[Point localization data]

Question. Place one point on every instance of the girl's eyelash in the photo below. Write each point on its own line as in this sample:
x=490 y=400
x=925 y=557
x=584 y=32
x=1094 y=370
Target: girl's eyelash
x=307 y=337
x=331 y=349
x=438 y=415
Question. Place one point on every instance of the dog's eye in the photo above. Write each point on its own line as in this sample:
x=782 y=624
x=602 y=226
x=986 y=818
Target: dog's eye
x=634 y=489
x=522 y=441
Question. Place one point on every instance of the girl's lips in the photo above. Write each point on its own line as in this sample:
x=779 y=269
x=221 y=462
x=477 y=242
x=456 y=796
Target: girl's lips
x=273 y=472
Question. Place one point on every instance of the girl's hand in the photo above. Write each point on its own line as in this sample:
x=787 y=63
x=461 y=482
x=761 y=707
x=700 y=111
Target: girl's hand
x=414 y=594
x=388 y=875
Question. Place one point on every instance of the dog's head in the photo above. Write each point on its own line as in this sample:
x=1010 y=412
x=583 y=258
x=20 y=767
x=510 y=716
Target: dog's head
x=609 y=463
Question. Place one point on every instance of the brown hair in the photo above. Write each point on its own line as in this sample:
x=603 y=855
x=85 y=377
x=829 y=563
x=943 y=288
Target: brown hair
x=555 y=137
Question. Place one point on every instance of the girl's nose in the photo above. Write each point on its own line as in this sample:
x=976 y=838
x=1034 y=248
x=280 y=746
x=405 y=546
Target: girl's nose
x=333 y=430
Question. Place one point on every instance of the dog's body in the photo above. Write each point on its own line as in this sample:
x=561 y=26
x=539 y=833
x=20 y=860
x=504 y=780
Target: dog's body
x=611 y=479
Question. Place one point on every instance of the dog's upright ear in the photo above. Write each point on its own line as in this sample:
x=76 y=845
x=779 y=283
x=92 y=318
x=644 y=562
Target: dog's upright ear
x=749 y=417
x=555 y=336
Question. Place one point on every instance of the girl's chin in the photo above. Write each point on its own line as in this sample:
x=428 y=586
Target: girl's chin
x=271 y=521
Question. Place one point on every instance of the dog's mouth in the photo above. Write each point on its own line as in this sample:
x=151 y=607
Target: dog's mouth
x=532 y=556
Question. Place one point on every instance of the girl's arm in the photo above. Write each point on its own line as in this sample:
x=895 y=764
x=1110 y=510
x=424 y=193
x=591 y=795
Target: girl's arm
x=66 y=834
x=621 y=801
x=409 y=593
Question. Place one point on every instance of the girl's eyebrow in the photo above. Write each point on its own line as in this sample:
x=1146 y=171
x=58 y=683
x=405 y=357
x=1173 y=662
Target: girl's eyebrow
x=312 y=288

» **Task to complete**
The expected output is the run of lines from the one holding "Question. Place one point on every instance of the dog's mouth" to the last line of the entries above, each reproduced character for character.

» **Reply to the exercise**
Question. Place one point on every instance of the dog's mouth in the photo above. Write each point on its own line as in this sample:
x=151 y=607
Target: dog's mouth
x=532 y=556
Question. Place one point on every instance of the girl's arm in the photo above. Write each point on its own line as in this sample:
x=895 y=764
x=1110 y=510
x=424 y=193
x=591 y=795
Target: girl's arm
x=66 y=834
x=621 y=801
x=409 y=593
Question. Place one point on every instance of the girl's eyebrow in the photo above. Write each point on its own line as in this sample:
x=1146 y=171
x=58 y=683
x=405 y=357
x=1173 y=662
Target: girl's eyebrow
x=312 y=288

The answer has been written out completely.